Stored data
※

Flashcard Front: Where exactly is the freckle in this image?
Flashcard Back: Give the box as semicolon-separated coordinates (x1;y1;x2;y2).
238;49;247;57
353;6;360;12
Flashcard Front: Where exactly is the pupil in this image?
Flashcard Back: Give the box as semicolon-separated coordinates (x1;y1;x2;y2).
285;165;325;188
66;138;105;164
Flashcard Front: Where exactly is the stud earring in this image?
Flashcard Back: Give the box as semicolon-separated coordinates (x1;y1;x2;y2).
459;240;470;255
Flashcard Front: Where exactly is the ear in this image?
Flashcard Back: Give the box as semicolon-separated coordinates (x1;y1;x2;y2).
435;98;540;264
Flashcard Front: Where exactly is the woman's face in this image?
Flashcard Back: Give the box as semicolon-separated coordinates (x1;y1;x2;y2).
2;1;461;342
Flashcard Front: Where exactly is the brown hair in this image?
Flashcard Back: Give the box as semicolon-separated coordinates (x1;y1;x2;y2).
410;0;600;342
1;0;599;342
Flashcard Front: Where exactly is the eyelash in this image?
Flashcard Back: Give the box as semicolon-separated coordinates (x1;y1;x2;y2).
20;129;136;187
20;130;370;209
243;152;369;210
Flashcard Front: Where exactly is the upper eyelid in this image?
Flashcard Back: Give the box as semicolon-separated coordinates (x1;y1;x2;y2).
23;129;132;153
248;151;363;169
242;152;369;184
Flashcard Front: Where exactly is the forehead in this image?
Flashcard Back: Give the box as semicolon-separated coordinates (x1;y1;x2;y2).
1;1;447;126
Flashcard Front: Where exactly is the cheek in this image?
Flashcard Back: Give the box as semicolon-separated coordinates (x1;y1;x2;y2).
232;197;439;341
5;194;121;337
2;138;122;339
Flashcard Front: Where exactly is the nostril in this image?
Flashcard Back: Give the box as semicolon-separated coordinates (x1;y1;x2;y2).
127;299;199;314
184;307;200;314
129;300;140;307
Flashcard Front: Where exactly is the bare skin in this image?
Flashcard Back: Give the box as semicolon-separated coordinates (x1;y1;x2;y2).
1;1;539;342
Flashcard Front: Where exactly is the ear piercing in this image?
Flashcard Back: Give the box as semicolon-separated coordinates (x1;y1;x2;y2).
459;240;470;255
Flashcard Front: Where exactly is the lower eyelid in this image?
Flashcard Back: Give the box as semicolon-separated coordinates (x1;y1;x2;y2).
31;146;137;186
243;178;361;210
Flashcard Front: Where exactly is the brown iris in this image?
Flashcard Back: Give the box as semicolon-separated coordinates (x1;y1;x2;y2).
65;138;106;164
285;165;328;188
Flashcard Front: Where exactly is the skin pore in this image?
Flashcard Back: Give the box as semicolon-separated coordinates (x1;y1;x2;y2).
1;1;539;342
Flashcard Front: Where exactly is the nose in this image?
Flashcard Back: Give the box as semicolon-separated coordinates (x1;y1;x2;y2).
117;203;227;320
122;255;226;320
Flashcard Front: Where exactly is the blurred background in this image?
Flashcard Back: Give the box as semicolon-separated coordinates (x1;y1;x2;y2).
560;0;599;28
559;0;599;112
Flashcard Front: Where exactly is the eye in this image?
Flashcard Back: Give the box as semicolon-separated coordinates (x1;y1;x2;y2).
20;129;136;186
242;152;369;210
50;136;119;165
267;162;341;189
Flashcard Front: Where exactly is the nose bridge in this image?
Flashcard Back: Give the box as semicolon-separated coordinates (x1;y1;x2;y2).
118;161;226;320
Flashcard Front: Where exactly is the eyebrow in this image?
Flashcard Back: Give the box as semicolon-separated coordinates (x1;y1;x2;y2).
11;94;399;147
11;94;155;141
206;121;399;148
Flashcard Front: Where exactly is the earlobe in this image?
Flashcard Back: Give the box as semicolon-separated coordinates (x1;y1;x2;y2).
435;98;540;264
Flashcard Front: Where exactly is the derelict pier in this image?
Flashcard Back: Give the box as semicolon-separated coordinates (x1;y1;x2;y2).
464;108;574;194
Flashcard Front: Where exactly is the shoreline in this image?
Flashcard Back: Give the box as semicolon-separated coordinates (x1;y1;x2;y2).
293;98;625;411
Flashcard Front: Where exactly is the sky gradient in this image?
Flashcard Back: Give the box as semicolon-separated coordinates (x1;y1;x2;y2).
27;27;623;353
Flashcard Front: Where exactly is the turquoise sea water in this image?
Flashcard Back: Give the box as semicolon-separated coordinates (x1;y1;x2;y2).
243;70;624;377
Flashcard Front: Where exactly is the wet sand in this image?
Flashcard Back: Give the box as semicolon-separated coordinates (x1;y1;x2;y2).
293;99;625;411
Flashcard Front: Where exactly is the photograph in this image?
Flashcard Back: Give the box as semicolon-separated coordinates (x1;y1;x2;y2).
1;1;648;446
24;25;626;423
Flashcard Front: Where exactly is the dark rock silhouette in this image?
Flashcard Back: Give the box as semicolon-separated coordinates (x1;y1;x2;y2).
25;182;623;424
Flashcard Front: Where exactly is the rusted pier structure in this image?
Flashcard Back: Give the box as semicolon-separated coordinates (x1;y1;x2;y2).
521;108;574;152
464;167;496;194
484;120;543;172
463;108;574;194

※

• Task requirements
Going through the records above, state how many lines include the word "skin", and give no other text.

• Task result
2